§ Material to process:
[Start of section]

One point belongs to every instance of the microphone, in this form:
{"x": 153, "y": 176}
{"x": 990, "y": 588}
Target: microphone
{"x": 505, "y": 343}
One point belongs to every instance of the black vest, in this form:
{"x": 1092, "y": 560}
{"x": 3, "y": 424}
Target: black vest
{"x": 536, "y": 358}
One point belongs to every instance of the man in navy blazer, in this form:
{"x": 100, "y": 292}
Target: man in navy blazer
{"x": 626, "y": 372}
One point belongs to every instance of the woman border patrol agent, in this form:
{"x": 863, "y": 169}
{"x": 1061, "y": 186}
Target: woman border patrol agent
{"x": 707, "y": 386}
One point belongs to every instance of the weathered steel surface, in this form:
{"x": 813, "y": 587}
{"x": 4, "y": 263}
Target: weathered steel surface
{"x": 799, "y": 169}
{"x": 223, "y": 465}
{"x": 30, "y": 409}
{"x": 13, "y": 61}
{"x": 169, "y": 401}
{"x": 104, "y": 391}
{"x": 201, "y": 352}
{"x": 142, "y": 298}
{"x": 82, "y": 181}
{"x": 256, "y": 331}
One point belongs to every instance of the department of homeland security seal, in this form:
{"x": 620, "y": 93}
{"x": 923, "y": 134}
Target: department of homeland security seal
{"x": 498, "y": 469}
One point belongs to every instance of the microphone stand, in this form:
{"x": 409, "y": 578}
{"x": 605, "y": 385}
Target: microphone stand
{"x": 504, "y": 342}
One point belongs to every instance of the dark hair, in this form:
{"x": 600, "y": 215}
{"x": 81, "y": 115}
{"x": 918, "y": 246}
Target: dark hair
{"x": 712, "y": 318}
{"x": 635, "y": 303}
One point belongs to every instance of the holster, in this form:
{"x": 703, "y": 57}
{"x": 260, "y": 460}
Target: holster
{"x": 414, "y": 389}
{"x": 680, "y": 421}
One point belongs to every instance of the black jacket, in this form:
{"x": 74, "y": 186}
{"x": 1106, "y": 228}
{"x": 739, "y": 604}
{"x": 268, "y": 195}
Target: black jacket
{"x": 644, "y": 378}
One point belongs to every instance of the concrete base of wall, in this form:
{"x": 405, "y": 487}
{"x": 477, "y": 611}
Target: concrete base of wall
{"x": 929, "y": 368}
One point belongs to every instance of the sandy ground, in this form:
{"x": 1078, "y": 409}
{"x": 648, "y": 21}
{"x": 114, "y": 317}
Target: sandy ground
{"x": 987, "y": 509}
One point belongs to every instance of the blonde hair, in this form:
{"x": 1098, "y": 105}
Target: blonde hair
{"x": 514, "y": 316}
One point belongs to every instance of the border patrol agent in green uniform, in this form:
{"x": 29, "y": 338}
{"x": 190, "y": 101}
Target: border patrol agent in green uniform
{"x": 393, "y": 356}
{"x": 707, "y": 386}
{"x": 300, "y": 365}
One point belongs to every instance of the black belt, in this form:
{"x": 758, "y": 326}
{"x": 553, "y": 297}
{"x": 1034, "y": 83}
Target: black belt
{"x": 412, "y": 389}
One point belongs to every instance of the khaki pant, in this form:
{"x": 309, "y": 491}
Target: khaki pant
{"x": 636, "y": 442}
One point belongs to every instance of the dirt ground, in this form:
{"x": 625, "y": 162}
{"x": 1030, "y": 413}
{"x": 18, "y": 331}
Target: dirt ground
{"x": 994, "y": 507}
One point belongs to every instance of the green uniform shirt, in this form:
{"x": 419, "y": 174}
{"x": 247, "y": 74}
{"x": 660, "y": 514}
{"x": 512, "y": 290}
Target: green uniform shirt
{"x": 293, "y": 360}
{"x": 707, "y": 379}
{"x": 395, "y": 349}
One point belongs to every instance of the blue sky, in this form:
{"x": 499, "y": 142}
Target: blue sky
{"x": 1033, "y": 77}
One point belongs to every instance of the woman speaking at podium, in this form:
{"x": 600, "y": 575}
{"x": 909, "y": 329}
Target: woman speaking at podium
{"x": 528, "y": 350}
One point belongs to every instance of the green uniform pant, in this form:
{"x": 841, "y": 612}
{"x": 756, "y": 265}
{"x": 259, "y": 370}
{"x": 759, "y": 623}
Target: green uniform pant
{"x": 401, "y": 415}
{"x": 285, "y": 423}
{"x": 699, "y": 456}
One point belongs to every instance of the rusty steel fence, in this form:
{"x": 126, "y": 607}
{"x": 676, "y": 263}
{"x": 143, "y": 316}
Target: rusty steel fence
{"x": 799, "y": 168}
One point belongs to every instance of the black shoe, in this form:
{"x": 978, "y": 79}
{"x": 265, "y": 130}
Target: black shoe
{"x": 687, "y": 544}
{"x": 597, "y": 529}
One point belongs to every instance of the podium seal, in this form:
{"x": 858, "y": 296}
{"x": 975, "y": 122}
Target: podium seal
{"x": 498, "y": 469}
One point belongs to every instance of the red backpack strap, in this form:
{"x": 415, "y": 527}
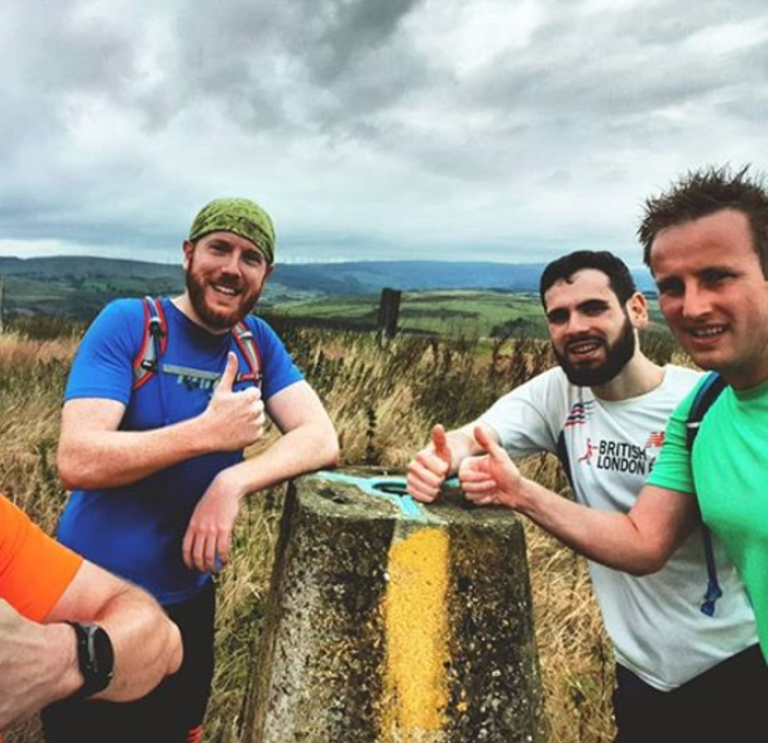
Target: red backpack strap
{"x": 247, "y": 345}
{"x": 153, "y": 343}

[End of section]

§ Task objective:
Exactly the lines from the one containing "One point belongs to every instance of the red" to the end of the records above, both end lines included, are to be printed, and no pictures with them.

§ Written response:
One point belongs to every instance of the red backpack strap, in this form:
{"x": 415, "y": 527}
Target: red backpack strap
{"x": 247, "y": 345}
{"x": 153, "y": 343}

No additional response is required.